RECORDS FOR THE TASK:
================
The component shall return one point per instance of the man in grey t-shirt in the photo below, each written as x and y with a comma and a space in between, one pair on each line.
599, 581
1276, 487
================
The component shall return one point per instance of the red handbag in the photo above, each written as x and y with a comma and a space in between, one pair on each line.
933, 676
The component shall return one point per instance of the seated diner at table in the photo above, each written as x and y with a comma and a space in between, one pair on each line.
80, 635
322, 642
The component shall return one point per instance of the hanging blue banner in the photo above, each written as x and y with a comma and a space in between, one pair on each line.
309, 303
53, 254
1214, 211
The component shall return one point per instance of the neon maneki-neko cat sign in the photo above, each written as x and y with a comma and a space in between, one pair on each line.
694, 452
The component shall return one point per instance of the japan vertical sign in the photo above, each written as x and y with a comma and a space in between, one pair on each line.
================
STATED TASK: Rewrite the lines that open with the line containing "The component shall return one point per instance of the hanging" and close with the line containing "The component shall return one point per instance of the japan", putting "module" wherever "component" appears and changing nothing else.

EXERCISE ANSWER:
The module shall return one point per instance of the hanging blue banner in the photo above, each written as x and y with a comma and a space in between, one pair on each line.
309, 303
53, 254
1214, 211
The module shall return one point per instance of the neon maneki-neko cat sign in the photo above, each written as x and y with a comma and a space in between, one pair on each line.
694, 452
The module shall return one point per instance of the japan vertical sign in the photo above, each written as x and y with a comma and a space in between, one pair on each line.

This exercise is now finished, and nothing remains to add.